DESCRIPTION OF THE TASK: Find the lines in the listing below that have the word "plastic" and give their count, nothing else.

--------

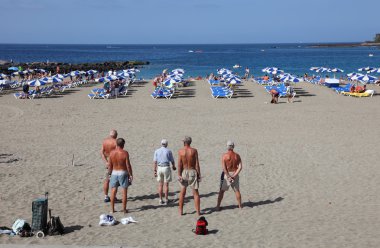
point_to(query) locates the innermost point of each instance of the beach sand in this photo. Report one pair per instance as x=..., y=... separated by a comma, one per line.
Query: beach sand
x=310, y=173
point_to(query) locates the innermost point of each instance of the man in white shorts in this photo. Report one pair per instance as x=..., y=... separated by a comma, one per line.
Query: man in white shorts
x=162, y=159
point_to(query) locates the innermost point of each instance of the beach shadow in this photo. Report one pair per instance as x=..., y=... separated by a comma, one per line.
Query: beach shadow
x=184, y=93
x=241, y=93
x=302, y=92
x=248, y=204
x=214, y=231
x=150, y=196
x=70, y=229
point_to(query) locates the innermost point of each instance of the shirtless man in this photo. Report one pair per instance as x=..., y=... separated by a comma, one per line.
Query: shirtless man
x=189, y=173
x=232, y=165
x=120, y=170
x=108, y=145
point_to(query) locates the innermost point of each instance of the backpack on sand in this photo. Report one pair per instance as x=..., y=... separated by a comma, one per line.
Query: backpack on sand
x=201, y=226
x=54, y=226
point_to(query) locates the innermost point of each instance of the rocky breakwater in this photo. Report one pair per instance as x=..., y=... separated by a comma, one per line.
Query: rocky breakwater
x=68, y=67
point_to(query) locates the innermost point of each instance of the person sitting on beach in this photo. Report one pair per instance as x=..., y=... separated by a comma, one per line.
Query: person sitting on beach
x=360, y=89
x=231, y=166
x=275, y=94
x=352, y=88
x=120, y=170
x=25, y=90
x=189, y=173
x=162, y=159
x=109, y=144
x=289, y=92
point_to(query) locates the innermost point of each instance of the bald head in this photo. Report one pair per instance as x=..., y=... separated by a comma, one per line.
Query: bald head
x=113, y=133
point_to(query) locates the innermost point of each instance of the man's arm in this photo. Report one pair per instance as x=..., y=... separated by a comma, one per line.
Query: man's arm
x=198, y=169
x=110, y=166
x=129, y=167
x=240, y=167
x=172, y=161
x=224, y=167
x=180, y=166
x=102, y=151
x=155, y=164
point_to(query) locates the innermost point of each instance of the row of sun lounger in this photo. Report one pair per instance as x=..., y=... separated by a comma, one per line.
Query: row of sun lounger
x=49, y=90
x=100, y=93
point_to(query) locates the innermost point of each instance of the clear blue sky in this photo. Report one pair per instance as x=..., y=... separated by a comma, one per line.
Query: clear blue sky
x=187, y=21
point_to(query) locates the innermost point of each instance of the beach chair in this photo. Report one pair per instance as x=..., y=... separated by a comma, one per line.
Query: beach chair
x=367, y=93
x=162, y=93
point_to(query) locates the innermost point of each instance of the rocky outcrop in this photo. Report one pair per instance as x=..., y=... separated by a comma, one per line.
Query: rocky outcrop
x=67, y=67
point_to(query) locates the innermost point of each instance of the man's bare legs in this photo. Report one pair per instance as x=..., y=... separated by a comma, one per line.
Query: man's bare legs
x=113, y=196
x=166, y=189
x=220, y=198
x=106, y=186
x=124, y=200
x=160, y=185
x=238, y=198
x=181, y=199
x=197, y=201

--------

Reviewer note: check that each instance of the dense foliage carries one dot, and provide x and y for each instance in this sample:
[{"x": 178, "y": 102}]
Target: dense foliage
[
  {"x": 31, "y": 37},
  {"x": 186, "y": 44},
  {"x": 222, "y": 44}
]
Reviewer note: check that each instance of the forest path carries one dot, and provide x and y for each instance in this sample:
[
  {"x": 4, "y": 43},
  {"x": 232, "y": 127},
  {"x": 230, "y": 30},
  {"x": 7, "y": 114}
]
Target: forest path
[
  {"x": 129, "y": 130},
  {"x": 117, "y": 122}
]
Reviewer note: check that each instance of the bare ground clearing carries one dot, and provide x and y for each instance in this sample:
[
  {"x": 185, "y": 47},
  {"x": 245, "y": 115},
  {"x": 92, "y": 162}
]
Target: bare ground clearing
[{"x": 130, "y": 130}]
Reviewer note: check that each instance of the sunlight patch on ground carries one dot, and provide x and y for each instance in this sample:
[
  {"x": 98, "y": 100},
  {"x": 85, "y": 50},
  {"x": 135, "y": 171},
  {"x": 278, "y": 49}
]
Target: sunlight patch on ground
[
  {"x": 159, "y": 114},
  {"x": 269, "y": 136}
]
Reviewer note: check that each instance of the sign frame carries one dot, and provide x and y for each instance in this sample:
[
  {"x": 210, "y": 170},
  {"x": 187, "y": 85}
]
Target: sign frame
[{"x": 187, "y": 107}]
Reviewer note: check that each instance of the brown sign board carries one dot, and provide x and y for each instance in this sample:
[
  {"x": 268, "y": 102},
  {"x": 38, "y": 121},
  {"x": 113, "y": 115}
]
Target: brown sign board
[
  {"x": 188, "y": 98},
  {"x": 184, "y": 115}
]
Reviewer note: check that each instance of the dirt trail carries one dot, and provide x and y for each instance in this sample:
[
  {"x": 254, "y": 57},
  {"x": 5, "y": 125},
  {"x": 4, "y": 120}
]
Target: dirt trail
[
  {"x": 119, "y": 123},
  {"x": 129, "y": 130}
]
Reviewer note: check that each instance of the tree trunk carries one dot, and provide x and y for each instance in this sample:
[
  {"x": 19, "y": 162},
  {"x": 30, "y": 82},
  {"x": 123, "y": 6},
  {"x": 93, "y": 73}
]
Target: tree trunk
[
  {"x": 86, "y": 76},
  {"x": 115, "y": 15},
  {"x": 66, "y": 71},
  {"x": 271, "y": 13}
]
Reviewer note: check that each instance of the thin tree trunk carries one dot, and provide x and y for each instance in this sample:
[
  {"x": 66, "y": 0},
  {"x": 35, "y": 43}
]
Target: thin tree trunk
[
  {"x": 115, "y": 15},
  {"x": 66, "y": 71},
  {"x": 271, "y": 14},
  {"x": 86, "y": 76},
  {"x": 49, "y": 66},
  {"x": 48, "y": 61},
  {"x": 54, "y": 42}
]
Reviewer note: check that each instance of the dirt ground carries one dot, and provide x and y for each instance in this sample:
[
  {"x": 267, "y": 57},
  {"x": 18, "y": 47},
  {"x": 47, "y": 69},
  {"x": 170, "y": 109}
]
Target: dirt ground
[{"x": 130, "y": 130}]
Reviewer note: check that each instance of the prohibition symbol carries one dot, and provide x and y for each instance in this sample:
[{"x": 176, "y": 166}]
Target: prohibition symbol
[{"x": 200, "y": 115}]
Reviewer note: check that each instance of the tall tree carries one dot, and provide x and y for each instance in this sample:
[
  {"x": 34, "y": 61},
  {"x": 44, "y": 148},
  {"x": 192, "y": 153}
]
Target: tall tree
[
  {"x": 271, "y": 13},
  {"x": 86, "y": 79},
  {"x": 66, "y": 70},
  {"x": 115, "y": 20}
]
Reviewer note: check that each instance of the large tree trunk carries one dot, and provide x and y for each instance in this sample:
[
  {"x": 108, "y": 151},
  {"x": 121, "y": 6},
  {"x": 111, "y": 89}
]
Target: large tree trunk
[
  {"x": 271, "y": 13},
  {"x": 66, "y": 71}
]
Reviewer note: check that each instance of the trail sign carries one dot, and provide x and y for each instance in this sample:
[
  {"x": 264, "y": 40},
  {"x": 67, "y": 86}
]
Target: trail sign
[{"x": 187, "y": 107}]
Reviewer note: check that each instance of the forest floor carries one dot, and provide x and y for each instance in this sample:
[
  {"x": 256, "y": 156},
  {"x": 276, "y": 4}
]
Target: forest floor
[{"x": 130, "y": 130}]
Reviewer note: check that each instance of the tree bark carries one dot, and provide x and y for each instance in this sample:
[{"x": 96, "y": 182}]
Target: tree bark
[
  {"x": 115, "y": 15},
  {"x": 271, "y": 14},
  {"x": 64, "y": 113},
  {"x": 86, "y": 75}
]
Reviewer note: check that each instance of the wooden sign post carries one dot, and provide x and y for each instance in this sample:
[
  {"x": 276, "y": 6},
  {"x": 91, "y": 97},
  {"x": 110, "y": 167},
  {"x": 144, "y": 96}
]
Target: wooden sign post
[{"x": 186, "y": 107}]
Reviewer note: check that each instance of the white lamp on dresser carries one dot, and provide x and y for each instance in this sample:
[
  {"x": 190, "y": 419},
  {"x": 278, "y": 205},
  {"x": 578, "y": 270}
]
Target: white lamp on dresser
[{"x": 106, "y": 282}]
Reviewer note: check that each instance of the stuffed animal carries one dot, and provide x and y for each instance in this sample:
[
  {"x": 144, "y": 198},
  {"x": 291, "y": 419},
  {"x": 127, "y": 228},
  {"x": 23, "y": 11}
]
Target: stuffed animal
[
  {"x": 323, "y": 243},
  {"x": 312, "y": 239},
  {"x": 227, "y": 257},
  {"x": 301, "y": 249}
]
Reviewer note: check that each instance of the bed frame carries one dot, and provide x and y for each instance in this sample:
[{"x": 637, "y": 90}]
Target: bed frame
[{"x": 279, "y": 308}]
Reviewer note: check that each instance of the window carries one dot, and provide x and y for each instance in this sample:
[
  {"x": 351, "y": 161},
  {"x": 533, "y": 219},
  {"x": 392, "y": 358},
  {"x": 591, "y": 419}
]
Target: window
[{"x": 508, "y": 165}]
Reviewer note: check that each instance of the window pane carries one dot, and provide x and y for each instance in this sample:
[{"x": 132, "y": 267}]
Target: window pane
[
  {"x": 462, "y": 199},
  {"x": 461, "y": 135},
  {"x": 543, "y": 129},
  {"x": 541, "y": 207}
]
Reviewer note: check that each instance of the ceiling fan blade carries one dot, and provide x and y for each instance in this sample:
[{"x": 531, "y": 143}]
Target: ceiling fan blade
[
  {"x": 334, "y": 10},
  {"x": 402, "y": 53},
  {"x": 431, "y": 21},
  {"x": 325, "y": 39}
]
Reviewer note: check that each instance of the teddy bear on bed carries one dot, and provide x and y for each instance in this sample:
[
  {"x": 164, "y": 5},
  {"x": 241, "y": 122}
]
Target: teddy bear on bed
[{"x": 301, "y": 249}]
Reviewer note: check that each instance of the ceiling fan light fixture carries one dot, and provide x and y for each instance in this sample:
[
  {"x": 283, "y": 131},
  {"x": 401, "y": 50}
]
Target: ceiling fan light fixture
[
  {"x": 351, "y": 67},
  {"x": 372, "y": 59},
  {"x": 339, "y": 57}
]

--------

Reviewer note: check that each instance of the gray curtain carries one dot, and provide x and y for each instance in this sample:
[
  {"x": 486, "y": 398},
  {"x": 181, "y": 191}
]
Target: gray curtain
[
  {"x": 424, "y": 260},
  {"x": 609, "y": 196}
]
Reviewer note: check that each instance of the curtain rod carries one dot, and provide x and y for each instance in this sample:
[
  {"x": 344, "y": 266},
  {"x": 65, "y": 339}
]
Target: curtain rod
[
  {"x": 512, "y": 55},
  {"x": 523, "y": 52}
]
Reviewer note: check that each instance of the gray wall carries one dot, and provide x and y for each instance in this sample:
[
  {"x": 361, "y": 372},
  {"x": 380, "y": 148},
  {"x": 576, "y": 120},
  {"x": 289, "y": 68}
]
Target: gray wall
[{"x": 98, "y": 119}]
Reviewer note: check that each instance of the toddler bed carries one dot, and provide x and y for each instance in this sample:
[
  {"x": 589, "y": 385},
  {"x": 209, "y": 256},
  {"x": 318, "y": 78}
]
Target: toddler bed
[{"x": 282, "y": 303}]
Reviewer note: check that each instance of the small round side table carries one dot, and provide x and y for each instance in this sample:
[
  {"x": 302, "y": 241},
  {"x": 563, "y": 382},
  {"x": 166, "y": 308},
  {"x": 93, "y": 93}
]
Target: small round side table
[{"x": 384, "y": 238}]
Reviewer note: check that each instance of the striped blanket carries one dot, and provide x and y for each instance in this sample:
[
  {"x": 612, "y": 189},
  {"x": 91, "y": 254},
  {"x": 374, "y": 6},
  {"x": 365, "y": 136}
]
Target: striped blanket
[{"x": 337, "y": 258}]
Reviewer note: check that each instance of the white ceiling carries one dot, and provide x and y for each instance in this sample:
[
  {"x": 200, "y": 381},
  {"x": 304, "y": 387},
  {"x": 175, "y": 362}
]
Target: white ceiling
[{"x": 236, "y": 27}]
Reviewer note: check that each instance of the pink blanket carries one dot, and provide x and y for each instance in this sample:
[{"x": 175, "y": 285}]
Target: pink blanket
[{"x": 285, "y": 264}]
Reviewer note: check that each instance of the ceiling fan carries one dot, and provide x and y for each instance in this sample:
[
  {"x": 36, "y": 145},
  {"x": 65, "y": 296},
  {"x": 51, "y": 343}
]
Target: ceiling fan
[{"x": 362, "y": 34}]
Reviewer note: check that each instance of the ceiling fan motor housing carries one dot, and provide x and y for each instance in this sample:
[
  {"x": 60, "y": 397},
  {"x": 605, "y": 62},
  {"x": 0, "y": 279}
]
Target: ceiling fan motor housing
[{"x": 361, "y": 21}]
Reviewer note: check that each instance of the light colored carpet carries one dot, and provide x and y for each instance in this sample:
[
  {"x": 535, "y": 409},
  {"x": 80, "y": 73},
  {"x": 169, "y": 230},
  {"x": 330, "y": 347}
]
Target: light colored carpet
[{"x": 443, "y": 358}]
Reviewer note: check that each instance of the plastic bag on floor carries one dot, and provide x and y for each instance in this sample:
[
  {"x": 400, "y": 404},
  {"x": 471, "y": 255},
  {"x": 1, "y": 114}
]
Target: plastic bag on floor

--------

REPLY: 2